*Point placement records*
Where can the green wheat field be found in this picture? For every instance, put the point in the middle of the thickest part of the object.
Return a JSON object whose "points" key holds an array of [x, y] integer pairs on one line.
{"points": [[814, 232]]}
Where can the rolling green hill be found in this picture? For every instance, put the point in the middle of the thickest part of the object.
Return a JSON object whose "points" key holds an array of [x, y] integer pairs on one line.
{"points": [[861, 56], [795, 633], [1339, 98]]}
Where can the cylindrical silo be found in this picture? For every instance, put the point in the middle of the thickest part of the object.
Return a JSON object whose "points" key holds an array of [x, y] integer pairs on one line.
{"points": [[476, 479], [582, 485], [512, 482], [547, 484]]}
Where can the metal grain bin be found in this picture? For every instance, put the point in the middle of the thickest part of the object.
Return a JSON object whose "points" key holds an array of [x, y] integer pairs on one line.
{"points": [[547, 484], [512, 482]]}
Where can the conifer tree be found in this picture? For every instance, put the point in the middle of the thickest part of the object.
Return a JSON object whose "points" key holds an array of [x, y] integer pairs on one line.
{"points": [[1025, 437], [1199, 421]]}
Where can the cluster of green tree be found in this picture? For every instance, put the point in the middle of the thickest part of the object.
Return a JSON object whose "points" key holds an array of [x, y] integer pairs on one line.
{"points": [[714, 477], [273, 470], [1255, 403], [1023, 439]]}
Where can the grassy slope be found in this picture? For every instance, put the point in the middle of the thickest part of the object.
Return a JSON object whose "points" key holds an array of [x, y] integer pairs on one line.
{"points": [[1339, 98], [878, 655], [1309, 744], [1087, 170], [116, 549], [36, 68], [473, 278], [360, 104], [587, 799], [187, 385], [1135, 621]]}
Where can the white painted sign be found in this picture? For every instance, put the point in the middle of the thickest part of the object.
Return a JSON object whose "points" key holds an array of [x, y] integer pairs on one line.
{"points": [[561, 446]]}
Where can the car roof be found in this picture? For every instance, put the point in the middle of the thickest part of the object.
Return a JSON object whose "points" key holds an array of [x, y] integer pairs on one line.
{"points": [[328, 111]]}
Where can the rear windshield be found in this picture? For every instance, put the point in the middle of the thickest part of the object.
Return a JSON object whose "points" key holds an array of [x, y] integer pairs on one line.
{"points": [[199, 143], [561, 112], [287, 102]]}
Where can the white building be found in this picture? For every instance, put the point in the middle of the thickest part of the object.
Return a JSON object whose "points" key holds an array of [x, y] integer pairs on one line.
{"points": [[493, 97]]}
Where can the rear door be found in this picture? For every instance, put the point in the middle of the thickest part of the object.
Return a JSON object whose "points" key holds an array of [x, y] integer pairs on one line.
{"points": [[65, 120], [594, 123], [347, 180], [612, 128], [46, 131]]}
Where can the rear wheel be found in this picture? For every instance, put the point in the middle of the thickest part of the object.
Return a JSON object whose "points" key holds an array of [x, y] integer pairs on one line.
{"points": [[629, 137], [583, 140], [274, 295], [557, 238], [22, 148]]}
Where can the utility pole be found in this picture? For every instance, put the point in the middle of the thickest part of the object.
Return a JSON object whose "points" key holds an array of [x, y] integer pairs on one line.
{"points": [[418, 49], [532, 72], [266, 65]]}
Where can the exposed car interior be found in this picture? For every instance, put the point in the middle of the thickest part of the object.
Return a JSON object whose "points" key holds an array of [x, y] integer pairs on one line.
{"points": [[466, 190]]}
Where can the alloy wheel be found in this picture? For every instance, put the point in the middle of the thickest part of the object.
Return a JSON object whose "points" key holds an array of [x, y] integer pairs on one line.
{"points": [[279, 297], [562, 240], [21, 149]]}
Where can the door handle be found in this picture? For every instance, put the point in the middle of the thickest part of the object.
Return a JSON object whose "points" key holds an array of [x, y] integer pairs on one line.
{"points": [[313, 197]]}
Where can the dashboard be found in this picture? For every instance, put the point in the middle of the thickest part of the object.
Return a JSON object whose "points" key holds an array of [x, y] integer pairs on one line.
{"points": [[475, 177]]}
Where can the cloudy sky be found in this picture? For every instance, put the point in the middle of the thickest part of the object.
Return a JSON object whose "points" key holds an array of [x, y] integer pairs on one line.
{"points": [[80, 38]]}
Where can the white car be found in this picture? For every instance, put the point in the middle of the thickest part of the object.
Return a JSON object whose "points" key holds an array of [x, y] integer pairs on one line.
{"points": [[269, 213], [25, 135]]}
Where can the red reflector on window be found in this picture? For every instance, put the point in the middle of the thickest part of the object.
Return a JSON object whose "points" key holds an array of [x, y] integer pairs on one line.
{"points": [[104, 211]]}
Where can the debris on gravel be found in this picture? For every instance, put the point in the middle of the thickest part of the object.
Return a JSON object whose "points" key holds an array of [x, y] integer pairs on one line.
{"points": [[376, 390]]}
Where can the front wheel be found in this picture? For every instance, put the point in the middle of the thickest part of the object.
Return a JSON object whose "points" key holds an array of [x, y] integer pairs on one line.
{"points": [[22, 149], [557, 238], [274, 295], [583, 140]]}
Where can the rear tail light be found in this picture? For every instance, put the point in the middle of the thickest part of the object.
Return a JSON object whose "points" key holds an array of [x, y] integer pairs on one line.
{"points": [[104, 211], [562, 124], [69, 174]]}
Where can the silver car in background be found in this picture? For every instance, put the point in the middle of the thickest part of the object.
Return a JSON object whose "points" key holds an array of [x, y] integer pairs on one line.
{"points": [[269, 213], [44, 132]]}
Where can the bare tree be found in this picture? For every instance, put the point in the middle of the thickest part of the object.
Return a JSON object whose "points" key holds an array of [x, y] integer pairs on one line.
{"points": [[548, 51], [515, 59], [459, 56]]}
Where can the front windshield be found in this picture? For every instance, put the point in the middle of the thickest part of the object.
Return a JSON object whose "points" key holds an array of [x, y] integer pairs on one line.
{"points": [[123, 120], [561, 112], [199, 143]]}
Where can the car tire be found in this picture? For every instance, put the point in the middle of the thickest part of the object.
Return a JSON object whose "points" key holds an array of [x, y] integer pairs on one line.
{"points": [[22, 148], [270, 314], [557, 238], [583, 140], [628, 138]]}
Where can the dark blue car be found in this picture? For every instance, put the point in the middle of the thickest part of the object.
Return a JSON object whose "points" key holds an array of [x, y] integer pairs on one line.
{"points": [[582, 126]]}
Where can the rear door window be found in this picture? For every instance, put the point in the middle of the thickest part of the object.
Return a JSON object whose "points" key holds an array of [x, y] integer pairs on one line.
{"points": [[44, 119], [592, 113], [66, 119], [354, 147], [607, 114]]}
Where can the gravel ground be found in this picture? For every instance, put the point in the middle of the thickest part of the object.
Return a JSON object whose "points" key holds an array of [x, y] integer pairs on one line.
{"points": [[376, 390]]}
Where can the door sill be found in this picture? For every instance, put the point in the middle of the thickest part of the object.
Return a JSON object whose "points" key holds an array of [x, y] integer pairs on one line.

*WHAT YOU HAVE TO DO*
Turn every line of the material above into a numbered list, skipping any blank lines.

*EXERCISE RESPONSE*
1. Where can the green wheat field be found in this picture? For every instance, put the point in the middle of the thickest part of the object.
2. Return a JSON object whose "points" key holds an array of [x, y] integer pairs on one line.
3. {"points": [[814, 232]]}
4. Where can the rolling green hill be found in this picture? For every instance, put the point in the middle of the thickest part of the object.
5. Return a JSON object whose "points" key holds an array of [x, y] integer pairs on one line.
6. {"points": [[861, 56], [795, 633], [1339, 98]]}
7. Where can the cylindrical silo be found in this picture? For every instance, put the point in the middle of the thickest part of the object.
8. Return a JSON object whose "points" key holds an array of [x, y] integer pairs on one line.
9. {"points": [[476, 479], [582, 485], [512, 482], [547, 484]]}
10. Where can the metal grain bin be found in this picture? For every instance, put the point in the middle of the thickest part of the object.
11. Return a JSON object whose "points" key holds an array of [x, y] integer pairs on one line.
12. {"points": [[547, 484], [512, 482]]}
13. Where can the conifer tree be found in this picture? For every instance, put the point in the middle of the thickest part of the object.
14. Return a JSON object whose "points" key holds an array of [x, y] integer pairs on one line.
15. {"points": [[1025, 437], [1199, 421]]}
16. Where can the cluster of green tree be found in this picture? For every instance, put the point in the middle of the thickest part of the object.
17. Return a JSON object whose "points" key holds an array of [x, y] integer pairs on one line.
18. {"points": [[714, 477], [273, 470], [1255, 403], [1023, 439]]}
19. Where can the grassy slope be found in this picture? For every instance, put the point in the middle of the thickest part of the object.
20. Return a JSON object whose "points" key holds an array of [x, y] integer pairs on one line.
21. {"points": [[1339, 98], [878, 655], [1309, 744], [1087, 170], [116, 549], [36, 68], [473, 278], [360, 104], [587, 799], [187, 385], [1135, 621]]}
22. Where can the white painted sign be found in this picture? For every instance, put the point in the middle of the thickest part of the object.
23. Return a JSON object whose "points" key holds an array of [x, y] integer pairs on one line.
24. {"points": [[561, 446]]}
25. Where can the car roof be found in this picture? For every instance, put the point in the middle of the thickest part of the object.
26. Return a JSON object whose "points" key holds an array of [x, y] integer pairs on one line.
27. {"points": [[328, 111]]}
28. Where can the rear windshield be found in this picture? For every instance, put the point in the middle of the thickest part of the object.
29. Return a JSON object whose "points" key holds an array of [x, y] integer pairs on one line.
30. {"points": [[199, 143], [561, 112], [287, 102]]}
31. Where can the white building be found in this picture? For every instance, put the point in the middle of the thickest part of the object.
32. Return a JSON object whose "points" key holds an array of [x, y] integer pairs on one line.
33. {"points": [[493, 97]]}
34. Where can the rear door be found in this picture? For every instance, put the point in the middle of the thickest part of the object.
35. Return a JSON object whose "points" key holds an array of [x, y] integer pairs on one line.
36. {"points": [[65, 120], [594, 123], [347, 180], [612, 128], [46, 131]]}
37. Where can the rear wheel be found in this picture? For every instance, put the point in the middle of the thickest part of the object.
38. Return a JSON object whose "points" key holds an array of [x, y] integer pairs on one line.
39. {"points": [[629, 137], [583, 140], [274, 295], [557, 238], [22, 148]]}
40. Where can the utility pole be found in this picture? For every instance, put the point in the middle of the thickest part of the object.
41. Return a JSON object whose "points" key holds an array of [x, y] integer pairs on one line.
42. {"points": [[418, 49], [532, 72], [266, 65]]}
43. Where can the exposed car interior be found in this picture? For every instance, put the point in the middle of the thickest part of the object.
44. Return a JSON object whose "points" key holds an array of [x, y] integer pairs on one line.
45. {"points": [[466, 190]]}
46. Where can the alloy wheel be found in this picture? For every instance, put the point in the middle of the thickest part of the object.
47. Return a JSON object whose "points" key holds an array of [x, y] integer pairs on one line.
48. {"points": [[279, 297], [562, 240], [21, 149]]}
49. Where can the door handle be found in this picture? For every instance, put the point in the middle of the thickest part of the object.
50. Return a JSON object whose "points" key holds an array of [x, y] integer pairs on one line.
51. {"points": [[313, 197]]}
52. Where can the dashboard be found in this picture? For every instance, put the point in the middle of the thickest part of the object.
53. Return a JSON object whose "points" key holds an array of [x, y] integer pairs on one line.
54. {"points": [[475, 177]]}
55. Where can the cloudy sky be found in this picture? For every instance, put the point in the middle of the thickest part of the object.
56. Return a JSON object whose "points" key holds an array of [x, y] integer pairs on one line.
57. {"points": [[80, 38]]}
58. Where can the white car be found in this picture? For every instance, put the point in the middle of the thickest part of the object.
59. Return a JSON object whose "points" key holds an array of [x, y] integer pairs on one line.
60. {"points": [[269, 213], [25, 135]]}
61. Where can the red reflector on window be found in this picture? For every instance, put the point in the middle of the thickest part of the object.
62. Return a JSON object whose "points" key holds an array of [x, y] integer pairs on one line.
63. {"points": [[104, 211]]}
64. Where can the debris on gravel be found in this picture? For every instance, put the point in the middle of the thickest part of the object.
65. Return a JSON object whose "points" key holds an array of [x, y] integer pairs on one line.
66. {"points": [[376, 390]]}
67. Where can the front wheel be found in this picture? For every instance, put the point in the middle of the thickest part of the object.
68. Return a JSON object whose "points" key holds an array of [x, y] integer pairs on one line.
69. {"points": [[22, 149], [557, 238], [274, 295], [583, 140]]}
70. Where can the rear tail light be found in this picture? For every instance, put the point in the middle of the thickest part of the object.
71. Return a JSON object whose "points" key holds an array of [x, y] integer pairs on one line.
72. {"points": [[104, 211], [562, 124], [69, 174]]}
73. Where can the silver car in background be found in this picture? For every instance, put the point in the middle of the thickest part of the object.
74. Return a JSON object whose "points" key holds an array of [x, y] integer pairs on one line.
75. {"points": [[269, 213], [44, 132]]}
76. Where can the bare tree be found in this picture? For every instance, put the point in the middle of the thickest part of the object.
77. Return a JSON object whose "points" key holds an array of [x, y] integer pairs on one line.
78. {"points": [[548, 51], [515, 59], [459, 56]]}
79. Where can the front windshield be found in this picture? For every instance, put the point in the middle of the thickest part of the object.
80. Return a JSON object whose "points" key holds an array of [x, y] integer pairs on one line.
81. {"points": [[123, 120], [561, 112], [199, 143]]}
82. Where can the car tire be found in this picture? For every instance, put the point in the middle of the thickest part of the object.
83. Return a JSON object whose "points" key holds an array of [x, y] integer pairs on one line.
84. {"points": [[22, 148], [270, 314], [557, 238], [583, 140], [628, 138]]}
85. Where can the dark blue car be found in this picture? For every instance, put the point in the middle of the thickest part of the object.
86. Return a JSON object whose "points" key holds an array of [x, y] integer pairs on one line.
87. {"points": [[582, 126]]}
88. Where can the rear door window be found in this picture? For every instance, put the point in the middle of the thickest part of the object.
89. Return a JSON object whose "points" key holds an array of [x, y] integer pairs on one line.
90. {"points": [[44, 119], [592, 113], [66, 119], [354, 147], [607, 114]]}
91. Where can the gravel ground be found in this picture? For every instance, put the point in the middle of the thickest part of the object.
92. Return a JSON object whose "points" key holds an array of [x, y] integer pairs on one line.
93. {"points": [[376, 390]]}
94. Where can the door sill be found in this picture? For every instance, put the point in the middle of the thickest part of the object.
95. Return a JSON object whose "points" key holds an array of [x, y] integer pairs on one line.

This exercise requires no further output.